## [PROMPT]
Resume the first-person account of hair-pulling below, continuing from its last sentence.

## [SOURCE PASSAGE]
I
decided to write in after viewing a programme on 20/20 on trich. I'm seventeen,
and found out I had this disorder. at the age of 11. I discovered my younger
sister had two huge bald spots at both sides of her head. She loved to eat
the white roots of the hair she pulled.
Terrified, I told my parents and after months of therapy, my sister regained
her crowning glory.
Then I began to develop a weird fascination with hair. I didn't believe
my sister could pull out so much hair. My hair-pulling was subtle: I pulled
at the front hairline, so it was less visible. When I was 12, my friends
were wondering how come there was a white line in between my forehead and
scalp : I could not answer. I soon started to pull my eyelashes and finger-hair.
Till this day, the hairs on my finger have remained off, because I've been
constantly pulling them. My eyelashes have grown back, because I've only
been concentrating on the most inconspicuous areas.
There were periods when I told myself not to pull, and I would succeed,
but I always started pulling again. I would pull under the top layers of
my hair to avoid people seeing it, but soon I started to pull my partings.
Just as my sister had done so many years ago, I relished the joy of eating
the white roots.

## [SUPPLIED MATERIAL]

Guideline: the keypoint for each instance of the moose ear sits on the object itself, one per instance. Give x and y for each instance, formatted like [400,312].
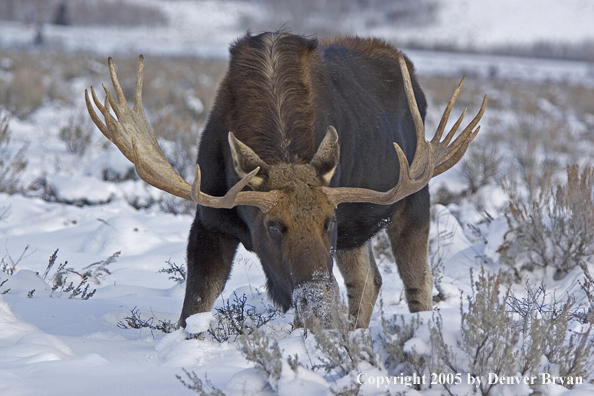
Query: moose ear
[326,158]
[246,160]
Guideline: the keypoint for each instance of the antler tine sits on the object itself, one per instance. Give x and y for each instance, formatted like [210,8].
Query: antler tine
[446,115]
[94,117]
[116,84]
[447,155]
[430,159]
[133,136]
[423,150]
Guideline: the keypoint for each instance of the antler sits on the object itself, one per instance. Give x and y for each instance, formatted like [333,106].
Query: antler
[133,136]
[430,159]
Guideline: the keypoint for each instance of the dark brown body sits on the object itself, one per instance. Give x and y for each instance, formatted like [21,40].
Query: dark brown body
[280,95]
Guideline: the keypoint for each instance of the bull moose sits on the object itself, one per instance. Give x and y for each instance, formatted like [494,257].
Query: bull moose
[297,163]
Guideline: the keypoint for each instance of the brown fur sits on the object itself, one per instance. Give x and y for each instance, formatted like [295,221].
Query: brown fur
[280,95]
[363,281]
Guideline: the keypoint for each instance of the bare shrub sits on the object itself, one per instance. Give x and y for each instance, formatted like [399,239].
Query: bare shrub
[394,337]
[503,335]
[587,287]
[59,279]
[554,228]
[341,350]
[177,273]
[12,164]
[77,133]
[264,353]
[238,318]
[481,165]
[135,321]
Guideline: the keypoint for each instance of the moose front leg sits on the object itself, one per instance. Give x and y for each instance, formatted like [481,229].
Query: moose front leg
[363,282]
[409,236]
[210,256]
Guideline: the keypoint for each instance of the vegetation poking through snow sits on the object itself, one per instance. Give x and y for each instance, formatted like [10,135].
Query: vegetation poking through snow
[554,228]
[177,273]
[238,318]
[203,388]
[135,321]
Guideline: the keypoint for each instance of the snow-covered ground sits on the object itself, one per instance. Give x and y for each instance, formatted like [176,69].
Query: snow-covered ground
[51,344]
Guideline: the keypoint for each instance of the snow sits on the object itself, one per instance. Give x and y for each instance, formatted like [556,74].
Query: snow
[51,344]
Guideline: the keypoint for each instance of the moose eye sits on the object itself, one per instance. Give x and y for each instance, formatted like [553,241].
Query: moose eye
[275,227]
[330,224]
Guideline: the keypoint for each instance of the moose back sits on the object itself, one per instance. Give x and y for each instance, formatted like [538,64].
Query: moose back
[311,148]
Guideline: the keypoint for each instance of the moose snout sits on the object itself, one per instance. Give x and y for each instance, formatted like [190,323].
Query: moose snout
[316,300]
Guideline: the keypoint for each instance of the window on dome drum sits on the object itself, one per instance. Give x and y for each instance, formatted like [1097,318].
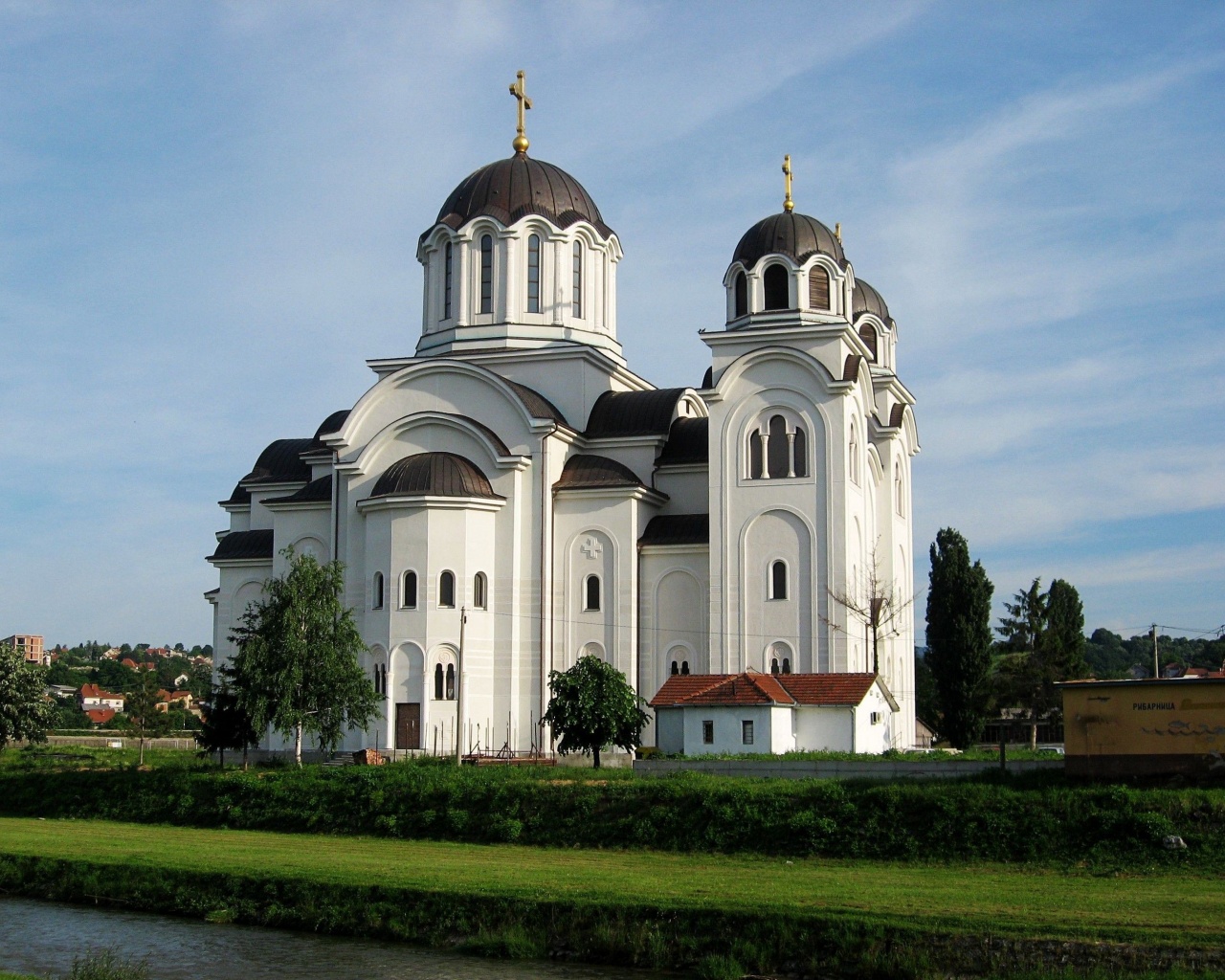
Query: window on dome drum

## [RESULT OF THE EXERCISE]
I was unable to stop this compulsion. The partings grew wider and my mum
noticed. She didn't know what was wrong, but she coined my parting 'the
parting of the red sea'.
I would often change partings, wear hairbands to conceal the bald spots
that my compulsion had left behind.
This year, I started to use eye-liner pencils to blacken the bald spots
so that my school mates wouldn't notice. Dad found out and said this would
hamper the hair from growing even more, but I refused to listen. The shame
of letting my friends know that I was balding would have been too much to
bear.
I only found out about trich yesterday, and am so glad that there was a
name, at least, for my disorder, and that many others were suffering from
it. I felt brave enough to tell my story. I hope that anyone who comes across
my story will know that this isn't a lonely disorder.